*** SUPPLIED MATERIAL ***

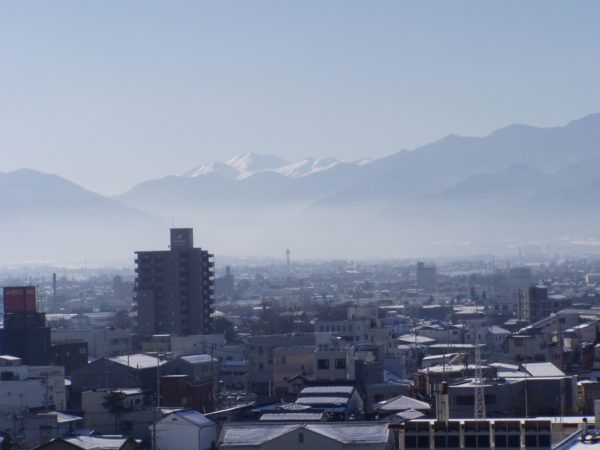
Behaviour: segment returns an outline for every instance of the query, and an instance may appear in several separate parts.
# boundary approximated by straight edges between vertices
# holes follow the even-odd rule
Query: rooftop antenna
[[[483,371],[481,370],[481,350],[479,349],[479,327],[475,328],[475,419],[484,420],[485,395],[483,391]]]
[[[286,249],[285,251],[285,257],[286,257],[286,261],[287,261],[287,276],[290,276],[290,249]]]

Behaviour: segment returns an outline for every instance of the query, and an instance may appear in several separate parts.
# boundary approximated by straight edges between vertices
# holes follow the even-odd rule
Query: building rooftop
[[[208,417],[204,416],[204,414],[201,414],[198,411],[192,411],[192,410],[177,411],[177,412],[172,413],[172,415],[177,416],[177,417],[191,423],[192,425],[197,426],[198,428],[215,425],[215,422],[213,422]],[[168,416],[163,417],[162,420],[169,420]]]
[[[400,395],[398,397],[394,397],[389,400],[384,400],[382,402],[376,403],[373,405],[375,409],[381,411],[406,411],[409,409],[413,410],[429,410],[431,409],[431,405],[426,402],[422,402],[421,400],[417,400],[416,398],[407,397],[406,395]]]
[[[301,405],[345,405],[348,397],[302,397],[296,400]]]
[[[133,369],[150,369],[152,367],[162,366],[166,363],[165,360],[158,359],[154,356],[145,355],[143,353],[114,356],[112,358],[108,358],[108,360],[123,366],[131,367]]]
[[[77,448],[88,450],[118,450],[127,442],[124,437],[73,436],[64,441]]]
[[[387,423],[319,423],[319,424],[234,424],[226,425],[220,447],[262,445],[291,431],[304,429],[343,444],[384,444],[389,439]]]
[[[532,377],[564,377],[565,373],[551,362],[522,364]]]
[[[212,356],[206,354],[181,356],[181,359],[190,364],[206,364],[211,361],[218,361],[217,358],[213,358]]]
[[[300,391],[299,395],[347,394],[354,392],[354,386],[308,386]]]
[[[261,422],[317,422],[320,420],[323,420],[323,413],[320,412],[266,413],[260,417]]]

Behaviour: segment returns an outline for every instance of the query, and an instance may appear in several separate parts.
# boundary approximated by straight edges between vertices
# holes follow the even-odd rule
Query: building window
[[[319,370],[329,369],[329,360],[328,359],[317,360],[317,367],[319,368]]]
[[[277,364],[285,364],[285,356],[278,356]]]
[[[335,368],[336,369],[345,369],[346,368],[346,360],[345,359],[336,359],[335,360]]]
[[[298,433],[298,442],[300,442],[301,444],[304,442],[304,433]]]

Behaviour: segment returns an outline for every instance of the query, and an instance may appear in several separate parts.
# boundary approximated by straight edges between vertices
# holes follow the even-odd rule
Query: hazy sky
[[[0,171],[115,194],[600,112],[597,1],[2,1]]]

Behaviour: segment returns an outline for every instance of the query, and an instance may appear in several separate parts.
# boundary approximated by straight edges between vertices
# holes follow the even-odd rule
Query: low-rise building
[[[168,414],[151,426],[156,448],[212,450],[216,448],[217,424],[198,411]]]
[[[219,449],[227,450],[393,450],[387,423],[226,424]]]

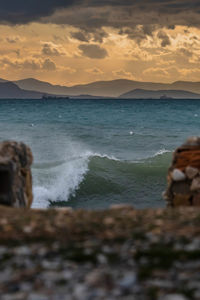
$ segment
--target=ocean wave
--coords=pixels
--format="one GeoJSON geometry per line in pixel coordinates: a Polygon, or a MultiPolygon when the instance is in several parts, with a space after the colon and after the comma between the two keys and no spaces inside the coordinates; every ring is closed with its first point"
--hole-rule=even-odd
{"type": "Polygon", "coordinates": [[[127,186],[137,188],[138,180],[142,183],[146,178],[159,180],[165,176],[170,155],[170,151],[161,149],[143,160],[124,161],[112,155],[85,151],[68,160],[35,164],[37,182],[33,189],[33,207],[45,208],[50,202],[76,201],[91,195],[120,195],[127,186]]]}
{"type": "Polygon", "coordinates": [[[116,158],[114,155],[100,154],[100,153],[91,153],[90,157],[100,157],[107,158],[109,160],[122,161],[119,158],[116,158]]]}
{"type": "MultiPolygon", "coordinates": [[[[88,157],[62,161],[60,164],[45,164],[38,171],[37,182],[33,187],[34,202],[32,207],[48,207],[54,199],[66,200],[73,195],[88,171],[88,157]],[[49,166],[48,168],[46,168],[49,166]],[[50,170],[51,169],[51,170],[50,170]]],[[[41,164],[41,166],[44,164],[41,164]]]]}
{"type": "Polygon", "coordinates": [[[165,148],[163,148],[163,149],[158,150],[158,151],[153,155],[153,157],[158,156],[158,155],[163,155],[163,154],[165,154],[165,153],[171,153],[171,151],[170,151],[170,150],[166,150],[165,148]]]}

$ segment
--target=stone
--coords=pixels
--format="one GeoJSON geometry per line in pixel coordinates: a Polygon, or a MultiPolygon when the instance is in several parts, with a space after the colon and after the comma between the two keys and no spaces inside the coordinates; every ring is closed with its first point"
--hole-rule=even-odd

*** End of SUPPLIED MATERIAL ***

**YOUR OBJECTIVE:** Write out all the records again, exactly, minus any pictures.

**PROBLEM SOLUTION:**
Behaviour: segment returns an outline for every instance of the query, and an instance may appear in several separate parts.
# boundary approximated by straight edges between vertices
# holes follow the even-odd rule
Query: rooftop antenna
[[[483,371],[481,370],[481,350],[479,349],[479,327],[475,328],[475,419],[484,420],[485,395],[483,391]]]
[[[286,249],[285,251],[285,257],[286,257],[286,261],[287,261],[287,276],[290,276],[290,249]]]

Behaviour: segment returns an outline for every instance of the query, and an instance may appear in several separate parts.
# boundary approximated by straight edges between vertices
# holes follow the even-odd rule
Query: building rooftop
[[[208,417],[204,416],[204,414],[201,414],[198,411],[192,411],[192,410],[177,411],[177,412],[172,413],[172,415],[177,416],[177,417],[191,423],[192,425],[197,426],[198,428],[215,425],[215,422],[213,422]],[[168,416],[163,417],[162,420],[169,420]]]
[[[400,395],[398,397],[394,397],[389,400],[384,400],[382,402],[376,403],[373,405],[375,409],[381,411],[406,411],[409,409],[413,410],[429,410],[431,409],[431,405],[426,402],[422,402],[421,400],[417,400],[416,398],[407,397],[406,395]]]
[[[301,405],[345,405],[348,397],[302,397],[296,400]]]
[[[133,369],[150,369],[152,367],[162,366],[166,363],[165,360],[158,359],[154,356],[145,355],[143,353],[114,356],[112,358],[108,358],[108,360],[123,366],[131,367]]]
[[[77,448],[88,450],[118,450],[127,442],[124,437],[73,436],[64,441]]]
[[[387,423],[319,423],[319,424],[234,424],[226,425],[220,447],[262,445],[291,431],[304,429],[343,444],[384,444],[389,439]]]
[[[532,377],[564,377],[565,373],[551,362],[522,364]]]
[[[212,356],[206,354],[181,356],[181,359],[190,364],[206,364],[211,361],[218,361],[217,358],[213,358]]]
[[[300,391],[299,395],[347,394],[354,392],[354,386],[308,386]]]
[[[261,422],[317,422],[320,420],[323,420],[323,413],[320,412],[266,413],[260,417]]]

Behaviour: segment returns an outline for every instance of the query, and an instance may appear in several separate parts.
# boundary approximated by straight edges between vertices
# holes follow the even-odd rule
Query: building window
[[[319,370],[329,369],[329,360],[328,359],[317,360],[317,367],[319,368]]]
[[[277,364],[285,364],[285,356],[278,356]]]
[[[335,368],[336,369],[345,369],[346,368],[346,360],[345,359],[336,359],[335,360]]]
[[[298,433],[298,442],[300,442],[301,444],[304,442],[304,433]]]

Behaviour: segment returns an outline for every instance of the query, and an instance may appear in several separate parts.
# boundary approximated by straight edges between vertices
# holes follow the even-odd rule
Query: hazy sky
[[[0,171],[115,194],[600,112],[597,1],[2,1]]]

Behaviour: segment returns an outline for every instance of the query, and an instance may appear in several separate parts.
# boundary approximated by straight edges between vertices
# holes follow the even-odd rule
Query: low-rise building
[[[168,414],[151,426],[156,448],[212,450],[216,448],[217,424],[198,411]]]
[[[219,449],[227,450],[393,450],[387,423],[226,424]]]

$ segment
--target=ocean wave
--coords=pixels
--format="one GeoJSON geometry per line in pixel coordinates: a Polygon, or a MultiPolygon when the instance is in several parts, with a space after the colon and after the comma between the two keys and no spaces inside the coordinates; every ring is closed with its first point"
--hole-rule=even-odd
{"type": "Polygon", "coordinates": [[[127,186],[137,188],[138,180],[142,183],[146,178],[159,180],[165,176],[170,155],[170,151],[161,149],[143,160],[124,161],[112,155],[85,151],[68,160],[35,164],[37,182],[33,189],[33,207],[45,208],[50,202],[76,201],[91,195],[120,195],[127,186]]]}
{"type": "Polygon", "coordinates": [[[116,158],[114,155],[100,154],[100,153],[91,153],[90,157],[100,157],[107,158],[109,160],[122,161],[119,158],[116,158]]]}
{"type": "MultiPolygon", "coordinates": [[[[88,157],[62,161],[60,164],[45,164],[38,171],[37,182],[33,187],[34,202],[32,207],[48,207],[54,199],[66,200],[73,195],[88,171],[88,157]],[[49,166],[48,168],[46,168],[49,166]],[[50,170],[51,169],[51,170],[50,170]]],[[[41,164],[41,166],[44,164],[41,164]]]]}
{"type": "Polygon", "coordinates": [[[165,148],[163,148],[163,149],[158,150],[158,151],[153,155],[153,157],[158,156],[158,155],[163,155],[163,154],[165,154],[165,153],[171,153],[171,151],[170,151],[170,150],[166,150],[165,148]]]}

$ segment
--target=stone
--coords=pixels
--format="one GeoJSON geometry per line in pixel coordinates: a Polygon, or a MultiPolygon when the instance is in several parts, with a space after the colon and after the comma between the two keys and no spaces inside the coordinates; every ring is closed with its first point"
--hole-rule=even-odd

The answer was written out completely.